→ Exercise aim:
Answer these questions using the passage on Nils Wogram:
(a) What instrument does Wogram play?
(b) What is the name of his trio?
(c) The jazz of which decades does the trio go back to?

→ Passage:
★ ★ ★

Nils Wogram`s reputation as the pioneer of contemporary jazz “made in Germany” has been boosted a lot by the fact that he, of all people, masters Albert Mangelsdorff`s instrument, the trombone with a virtuosity and recklessness few others possess. His trio Nostalgia takes the opposite approach going back to the swinging and grooving jazz of the 50s and 60s of the past century, a time when jazz was still at home at Blue Note or on 52nd Street, and managing masterfully the tightrope walk between nostalgic sound and curiosity about finding their own form of sound.Wogram manages to convey an authentic attitude to life in the shortest possible way- no instruction leaflet or highlighted map is necessary.  He simply starts walking and takes the audience with him. Nostalgia conveys a thundering force of life to the listener.

★ ★ ★

→ Source material:
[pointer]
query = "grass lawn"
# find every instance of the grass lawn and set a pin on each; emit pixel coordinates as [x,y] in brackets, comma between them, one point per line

★ ★ ★

→ Solution to this task:
(a) The trombone
(b) Nostalgia
(c) The 50s and 60s of the past century